/---

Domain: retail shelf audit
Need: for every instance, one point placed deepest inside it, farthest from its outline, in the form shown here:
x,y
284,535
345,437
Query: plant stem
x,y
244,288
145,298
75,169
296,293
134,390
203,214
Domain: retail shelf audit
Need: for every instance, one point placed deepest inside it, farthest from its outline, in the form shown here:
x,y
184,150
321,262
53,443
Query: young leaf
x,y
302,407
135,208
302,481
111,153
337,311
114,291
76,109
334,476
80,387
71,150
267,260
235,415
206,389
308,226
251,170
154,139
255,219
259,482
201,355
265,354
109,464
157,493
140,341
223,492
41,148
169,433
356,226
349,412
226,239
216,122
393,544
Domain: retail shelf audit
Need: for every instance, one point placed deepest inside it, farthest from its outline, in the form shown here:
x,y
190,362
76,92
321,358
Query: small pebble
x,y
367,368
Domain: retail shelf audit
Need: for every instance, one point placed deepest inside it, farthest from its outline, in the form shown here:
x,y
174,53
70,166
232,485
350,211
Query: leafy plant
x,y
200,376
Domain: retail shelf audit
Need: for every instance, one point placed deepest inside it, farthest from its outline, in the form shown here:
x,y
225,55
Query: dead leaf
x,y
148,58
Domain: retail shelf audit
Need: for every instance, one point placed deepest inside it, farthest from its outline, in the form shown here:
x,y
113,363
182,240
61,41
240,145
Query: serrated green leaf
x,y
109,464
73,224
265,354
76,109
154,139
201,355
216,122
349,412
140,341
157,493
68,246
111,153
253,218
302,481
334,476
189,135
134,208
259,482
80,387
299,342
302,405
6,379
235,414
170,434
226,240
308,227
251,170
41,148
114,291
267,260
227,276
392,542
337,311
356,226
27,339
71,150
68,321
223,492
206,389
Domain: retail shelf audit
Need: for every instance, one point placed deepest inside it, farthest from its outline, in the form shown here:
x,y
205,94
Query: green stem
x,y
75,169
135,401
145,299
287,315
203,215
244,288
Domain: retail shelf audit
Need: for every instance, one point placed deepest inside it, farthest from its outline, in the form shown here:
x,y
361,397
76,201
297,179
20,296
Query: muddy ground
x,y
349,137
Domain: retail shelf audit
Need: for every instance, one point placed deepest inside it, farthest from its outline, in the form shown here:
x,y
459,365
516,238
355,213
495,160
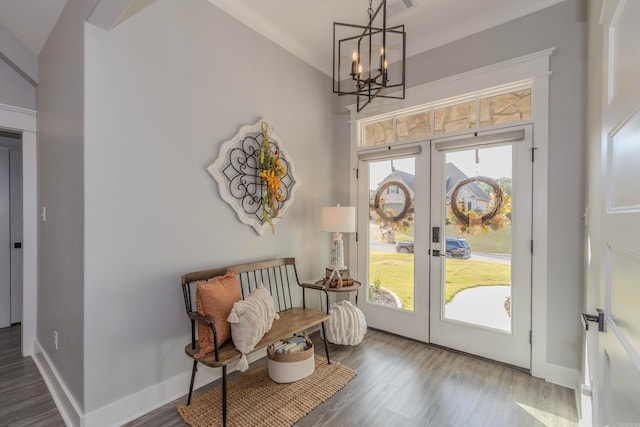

\---

**Work task**
An image-free, exact version of the listing above is required.

**Exercise solution**
Domain: retail shelf audit
Need: for every instance, one point placed deepest inside it, farthest from its outline, in the form shown here:
x,y
284,535
345,437
Query: plant stem
x,y
244,288
145,298
75,169
296,293
134,390
203,214
Domain: retail shelf audit
Need: for every instance, one point placed deepest inside it, farthest from its outline, in the form shown here:
x,y
184,150
321,262
53,443
Query: young leaf
x,y
302,407
135,208
302,481
111,153
337,311
114,291
76,109
334,476
80,387
71,150
267,260
235,415
206,389
308,226
251,170
154,139
255,219
259,482
201,355
265,354
109,464
157,493
140,341
223,492
41,148
169,433
356,226
349,412
226,239
216,122
393,544
Domain: retail shelf audit
Need: for every instance, one point placed deepest inside it, farthest from its outline, in the form shown here:
x,y
190,362
76,92
321,358
Query: small pebble
x,y
367,368
Domain: retail shelf audit
Need: for every instance, one point placed deepest inside it, farthest from its outline, in the form shown here:
x,y
174,53
70,166
232,485
350,211
Query: leafy plant
x,y
200,376
Domain: retail shelf audit
Need: for every instance, one point placed deepest inside it, farthest from its outline, in the form shown here:
x,y
225,55
Query: dead leaf
x,y
148,58
Domain: retail shelf audit
Need: for every instance, one point placed deepest inside it, farthest from its outline, in the form shown here:
x,y
113,363
182,240
61,41
240,145
Query: serrated green leaf
x,y
109,464
73,224
265,354
76,109
154,139
201,355
216,122
349,412
140,341
157,493
68,246
111,153
253,218
302,481
334,476
189,135
134,208
259,482
80,387
299,342
302,405
6,379
235,414
170,434
226,240
308,227
251,170
41,148
114,291
267,260
227,276
392,542
337,311
356,226
27,339
71,150
68,321
223,492
206,389
Domain: retail shelf audit
Need: for every instance, one point placed deepest inside it, farthest from its outline, in the form shown here:
x,y
205,94
Query: green stem
x,y
75,169
135,401
145,299
287,315
203,215
244,288
Domain: retail shelf audit
Need: for every instance, one point placed deepest inside it, farthest from its outline, in the form shown here:
x,y
361,397
76,201
297,179
20,296
Query: muddy ground
x,y
349,137
Domain: retail shelf audit
Need: for every instance, one point placed deepest inside it, farthest from its outline, in the form shown here:
x,y
459,365
516,238
355,213
495,160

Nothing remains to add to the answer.